→ **GOAL OF THE EXERCISE**: Translate this sentence from the statement on lung endothelial research into Spanish: "Single-cell genomics has revolutionized our understanding of the heterogeneity of lung cell types during development, maintenance of homeostasis and disease."

→ **EXCERPT**:
* * *
Terren K. Niethamer, Ph.D.
Cancer and Developmental Biology Laboratory
My original inspiration to study endothelial cells came from my interest in lung alveolar structure and its connection to function. I am fascinated by the beautiful three-dimensional structure of the gas exchange interface in the lung, in which the large, flat alveolar type 1 epithelial cell overlays the capillary network lined with endothelium. How do endothelial cells contribute to development and regeneration of this complex structure? This question is essential to the pursuit of improved regenerative therapies for patients with lung disease.
Single-cell genomics has revolutionized our understanding of the heterogeneity of lung cell types during development, maintenance of homeostasis and disease. These experiments have identified novel cell types and provided great insight into the mechanisms of lung repair. In addition, analysis of the epigenome using the assay for transposase-accessible chromatin with high-throughput sequencing (ATAC-seq) and single-cell ATAC-seq have provided unprecedented opportunities to understand the factors that define cell fates at the single-cell level. To develop much-needed regenerative therapies in the lung, however, it will be essential to understand not only how cell fates are defined, but also how three-dimensional tissue architecture is formed.
* * *
→ **RAW DATA**:
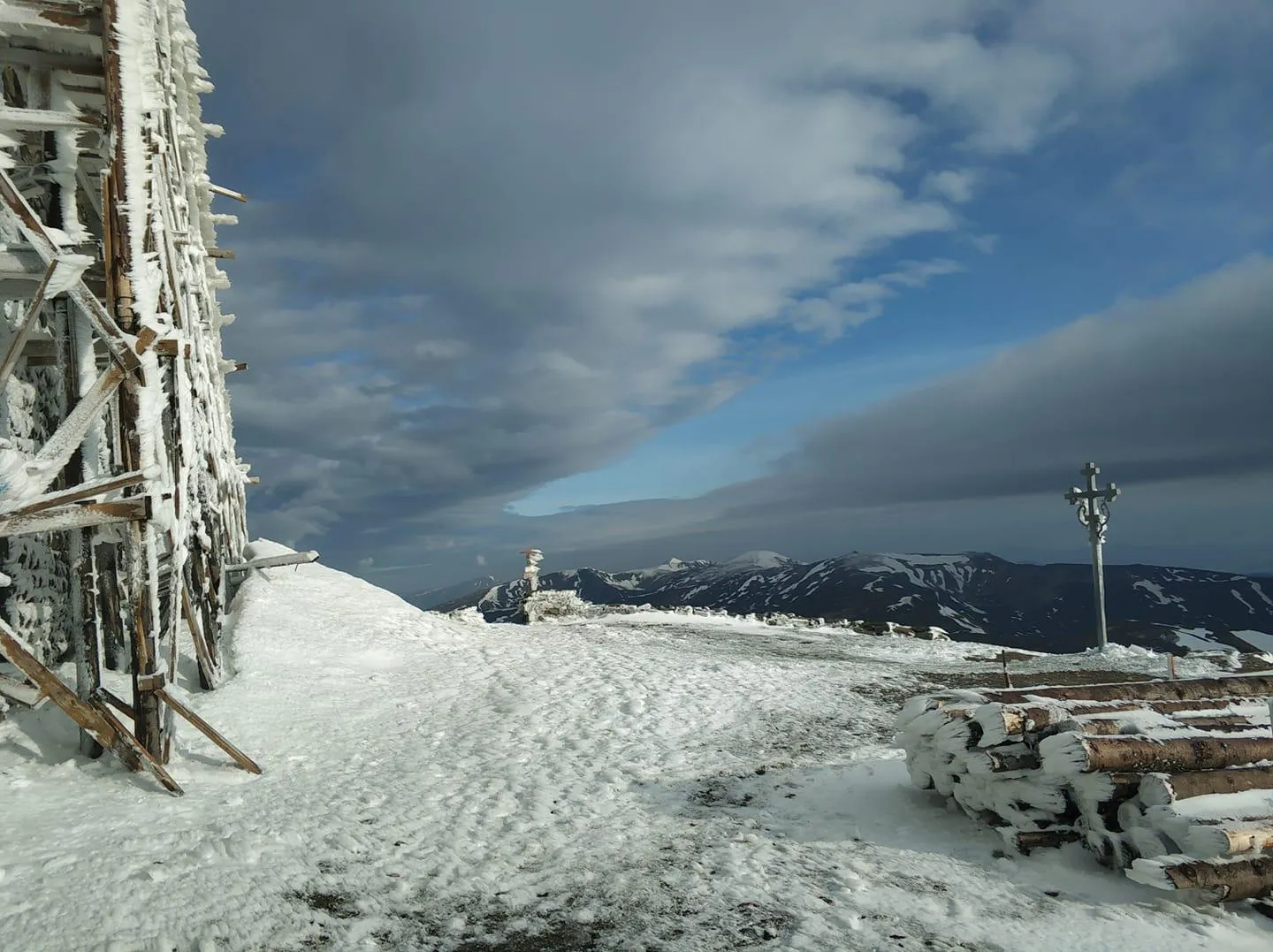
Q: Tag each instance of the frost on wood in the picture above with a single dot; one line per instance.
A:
(1168, 779)
(121, 494)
* * *
→ **ANSWER BOX**: La genómica unicelular ha revolucionado nuestra comprensión de la heterogeneidad de los tipos celulares del pulmón durante el desarrollo, el mantenimiento de la homeostasis y la enfermedad.